━━━ READING TEXT ━━━
Re: debug help for gem

SeanTAllen
In reply to this post by Dale Henrichs
I would go with hyper compared to swazoo. I got rather familiar with their guts last winter when I had to get them both to run in the small image ( SOAP requires Hyper ).
Swazoo has a bunch more features than Hyper that arent needed for a GLASS deployment. That is just extra code to possible have a bug hiding in it. I'd be curious to know
what features a GLASS webserver really needs. At least the 90 use case. I've been contemplating writing my own just because well, i've written http servers before and it might be fun.

On Wed, Sep 22, 2010 at 2:14 PM, Dale Henrichs <[hidden email]> wrote:
Norbert,

If I'm following things, it seems that the swazoo vm is alive, but stops listening on the port?

A 'kill -USR1' should give you a smalltalk stack trace in the server log so that you can tell what is going on inside the server....

This seems to be similar to a problem that Sean had with Swazoo? If I recall he had gems running hot and not listening/responding...

At this point in time, I'm wondering if I should create a Seaside 3.0 adaptor for Hyper. Hyper didn't have these kinds of bugs (I don't think). I remember that when I was porting Swazoo I noticed that the structure of the server was quite different between Hyper and Swazoo...

I've got a couple of projects stacked up right now, but a Hyper adaptor might make sense ... what do you think?

Dale


 Norbert Hartl wrote:
I use the swazoo gs adapter.

Norbert



Am 21.09.2010 um 16:32 schrieb Sean Allen <[hidden email] <mailto:[hidden email]>>:

Are you using the FastCGI or Swazoo adapter?

On Tue, Sep 21, 2010 at 3:34 AM, Norbert Hartl < <mailto:[hidden email]>[hidden email] <mailto:[hidden email]>> wrote:

   I'm using daemontools for three weeks now and I discover severe
   problems. One of my services is not fully ported to seaside 3.0
   and throws some exceptions. What I experience is that all of my
   vms go just _offline_. I mean there is just no socket listening on
   the configured port. Looking at svstat from daemontools it seems
   that the vms do not restart.
   I thought the vms are restartet and something prevents opening a
   socket. But now it seems that the listening socket goes away but
   the vm does not stop and therefor doesn't get restarted.
━━━
=== EXERCISES ===
**1)** Answer these about the mailing-list thread:
(a) Which adapter does Norbert Hartl say he uses?
(b) What command does Dale say should produce a smalltalk stack trace in the server log?
(c) How long has Norbert been using daemontools?
**2)** Can you write the next few sentences of the mailing-list thread, picking up after its last sentence?
The listing after this point is unrelated to the mailing-list thread.
━━━ RECORDED INFORMATION ━━━
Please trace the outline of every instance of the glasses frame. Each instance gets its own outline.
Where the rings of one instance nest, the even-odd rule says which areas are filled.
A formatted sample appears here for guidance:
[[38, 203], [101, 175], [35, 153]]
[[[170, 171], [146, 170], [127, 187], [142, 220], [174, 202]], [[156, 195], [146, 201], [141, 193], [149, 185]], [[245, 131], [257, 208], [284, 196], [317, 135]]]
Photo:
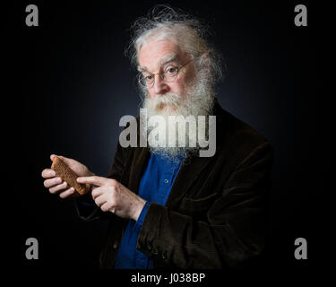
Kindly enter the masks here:
[[[177, 75], [178, 75], [178, 74], [180, 73], [180, 70], [181, 70], [184, 66], [185, 66], [185, 65], [187, 65], [188, 64], [190, 64], [191, 62], [193, 62], [194, 59], [195, 59], [195, 58], [191, 59], [189, 62], [187, 62], [187, 63], [185, 63], [185, 64], [184, 64], [184, 65], [182, 65], [177, 67], [177, 74], [174, 76], [174, 80], [173, 80], [173, 81], [167, 81], [167, 80], [164, 78], [164, 76], [163, 76], [164, 73], [162, 73], [162, 71], [159, 71], [159, 72], [157, 72], [157, 73], [151, 74], [151, 75], [152, 75], [152, 76], [153, 76], [153, 79], [154, 79], [154, 80], [153, 80], [153, 83], [152, 83], [151, 85], [142, 84], [142, 79], [145, 78], [145, 76], [144, 76], [142, 74], [139, 74], [139, 76], [138, 76], [138, 82], [139, 82], [139, 83], [140, 83], [142, 87], [145, 87], [145, 88], [151, 88], [152, 86], [154, 86], [154, 83], [155, 83], [155, 75], [156, 75], [156, 74], [159, 74], [162, 81], [164, 81], [164, 82], [166, 82], [166, 83], [174, 83], [174, 82], [177, 79]], [[160, 69], [161, 69], [161, 68], [160, 68]]]

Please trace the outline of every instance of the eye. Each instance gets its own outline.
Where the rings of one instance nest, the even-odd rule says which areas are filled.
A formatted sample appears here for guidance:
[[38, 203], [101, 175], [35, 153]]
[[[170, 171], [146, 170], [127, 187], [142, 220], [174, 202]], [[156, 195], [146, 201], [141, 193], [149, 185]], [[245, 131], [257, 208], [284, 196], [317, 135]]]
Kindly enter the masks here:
━━━
=== RESPONSE LIST ===
**1)**
(a) The swazoo gs adapter.
(b) 'kill -USR1'.
(c) Three weeks.

**2)**
   My scripts are roughly the ones described in the gemstone
   daemontools howto. I have a run script the invokes another script
   that the seaside 30 run script modified for logging and foreground
   processing.

   What is the best way to check this kind of behaviour. I looked at
   the log files but didn't find anything useful.

   Any ideas?

   Norbert

   



Reply | Threaded
Open this post in threaded view
|

Re: debug help for gem

Dale Henrichs
I went with Swazoo in December because the Seaside30 adaptor had already
been written for Swazoo, so it was expedient to go with Swazoo.

Now, I'm pretty familiar with the structure of the adaptors, so I should
be able to put one together for Hyper...

I'm not sure what to say about features:) Single listening port per vm,
a thread forked off per per request, pluggable handling of
request/response. Built in logging (with pluggability, so Object log can
be involved)...

The Web Client work going on for Pharo could be interesting to port to
GemStone, although I haven't had time to look at it and compare the
features to what's available with Hyper.

With that said, I think Bruce has more recent updates for Hyper, but it
is such a pain to get code from VW/Store to GLASS/Monticello that I
consider calling my dentist for a root canal, first:)

Dale


Sean Allen wrote:

> I would go with hyper compared to swazoo. I got rather familiar with
> their guts last winter when I had to get them both to run in the small
> image ( SOAP requires Hyper ).
> Swazoo has a bunch more features than Hyper that arent needed for a
> GLASS deployment. That is just extra code to possible have a bug hiding
> in it. I'd be curious to know
> what features a GLASS webserver really needs. At least the 90 use case.
> I've been contemplating writing my own just because well, i've written
> http servers before and it might be fun.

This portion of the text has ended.